= Activities =
• A. List the items that Vormittag names as present on white walls in the NHS, according to the article on the Newham Hospital ward project below.
• B. Pick up the article on the Newham Hospital ward project below after its last sentence and continue it.

= Text segment =
================================

Central Saint Martins

The Picture of Good Health

Creating more comfort and better way-finding in hospital

On the first visit to Thistle Ward at Newham Hospital, then-third year BA Graphic Design student Rebecca Thomson caught glimpse of a woman walking the corridor, disoriented and trying to locate her room. “A staff member walking by was carrying trays of food,” she recalls, “so he couldn’t point her in the right direction. I looked at the door and realised that I would find this confusing, let alone if I had dementia or had just come out of surgery.”

The brief for the Newham Hospital project, run in collaboration with Vital Arts, was to tackle this homogeneity, to create way-finding and a sense of comfort for patients. The ward was specifically for older patients, recuperating from surgical procedures and often suffering from symptoms of dementia.

The project began in 2014 with Graphic Design tutor Luise Vormittag who runs a pathway dedicated to socially-engaged practice. Vormittag, having worked with the NHS before, approached Vital Arts – an arts organisation for Barts Health NHS Trust, the largest hospital trust in the UK – to gauge its interest in collaborating. Vital Arts identified a ward in Newham Hospital for the project to focus on: “It was a new build hospital, lots of white walls which was a good start,” says Vormittag, “but whitewalls in the NHS still have hand wash, noticeboards, health and safety signs, loads of things. So it’s a good challenge.”

================================

= Entries shown =
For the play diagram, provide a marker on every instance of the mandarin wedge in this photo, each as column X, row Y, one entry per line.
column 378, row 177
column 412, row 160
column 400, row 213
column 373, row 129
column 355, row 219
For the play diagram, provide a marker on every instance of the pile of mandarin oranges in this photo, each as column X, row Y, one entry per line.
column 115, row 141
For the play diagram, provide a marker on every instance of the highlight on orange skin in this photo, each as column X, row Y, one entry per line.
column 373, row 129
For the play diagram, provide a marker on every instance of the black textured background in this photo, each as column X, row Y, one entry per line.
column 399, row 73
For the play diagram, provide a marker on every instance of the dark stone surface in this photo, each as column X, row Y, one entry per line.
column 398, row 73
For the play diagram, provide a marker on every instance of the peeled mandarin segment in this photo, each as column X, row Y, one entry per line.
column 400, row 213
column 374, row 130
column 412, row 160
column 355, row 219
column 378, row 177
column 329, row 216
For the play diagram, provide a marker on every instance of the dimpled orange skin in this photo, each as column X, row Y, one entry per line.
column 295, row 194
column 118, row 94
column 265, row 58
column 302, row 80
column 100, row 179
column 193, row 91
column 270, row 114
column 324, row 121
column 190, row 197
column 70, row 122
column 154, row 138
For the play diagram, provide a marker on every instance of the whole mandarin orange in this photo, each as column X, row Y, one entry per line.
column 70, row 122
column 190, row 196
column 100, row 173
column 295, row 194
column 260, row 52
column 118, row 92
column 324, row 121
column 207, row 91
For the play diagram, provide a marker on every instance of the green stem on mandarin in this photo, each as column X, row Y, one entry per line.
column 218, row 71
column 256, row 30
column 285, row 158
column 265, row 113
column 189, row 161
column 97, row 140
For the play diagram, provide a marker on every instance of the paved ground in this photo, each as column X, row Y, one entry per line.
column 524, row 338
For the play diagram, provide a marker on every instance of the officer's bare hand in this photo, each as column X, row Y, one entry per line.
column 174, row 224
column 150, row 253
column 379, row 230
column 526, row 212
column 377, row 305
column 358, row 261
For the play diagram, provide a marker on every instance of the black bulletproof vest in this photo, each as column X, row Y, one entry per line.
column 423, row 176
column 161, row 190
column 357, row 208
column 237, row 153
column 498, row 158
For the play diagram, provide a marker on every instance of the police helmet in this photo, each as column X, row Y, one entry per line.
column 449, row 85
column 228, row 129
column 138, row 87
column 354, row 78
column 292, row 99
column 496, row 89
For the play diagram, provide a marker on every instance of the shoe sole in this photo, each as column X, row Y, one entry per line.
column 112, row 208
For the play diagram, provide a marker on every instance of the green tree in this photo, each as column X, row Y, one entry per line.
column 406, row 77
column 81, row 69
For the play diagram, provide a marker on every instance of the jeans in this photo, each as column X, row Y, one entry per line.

================================

= Answers below =
• A. hand wash, noticeboards, health and safety signs

• B.
The students were invited to tour the ward, meeting both Vital Arts representatives as well as the hospital’s staff and patients. “I like taking people out of the College into other environments where they encounter other types of people, other types of concerns,” explains Vormittag, “I want them to think about how they might implement design in those contexts, where people by default aren’t particularly interested in the arts, but where you could address a problem with design. In this case, it worked really well.”

While the designs are focused on the experience of patients, the staff are central stakeholders, so schemes had to avoid giving additional responsibility in terms of maintenance. “It’s important that the staff are excited about the work because they look after it, they need to take ownership of it,” says Neesha Gobin of Vital Arts.

This was the first commission by the arts organisation for this particular hospital and perhaps more importantly it was its first time working with students. A few weeks after the visit, their proposals were presented. “It was a test really,” Gobin recalls, “if the designs weren’t right we wouldn’t have used them but the ideas that came back were feasible and really good solutions so we realised two of them, instead of one!”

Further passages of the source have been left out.